• About this exercise:
Please copy out the lines in the entries that contain "grey".

[Items from a data source]

*****

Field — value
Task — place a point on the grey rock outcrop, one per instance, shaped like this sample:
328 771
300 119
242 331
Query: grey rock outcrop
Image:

*****

• Solution:
Task — place a point on the grey rock outcrop, one per instance, shaped like this sample:
Query: grey rock outcrop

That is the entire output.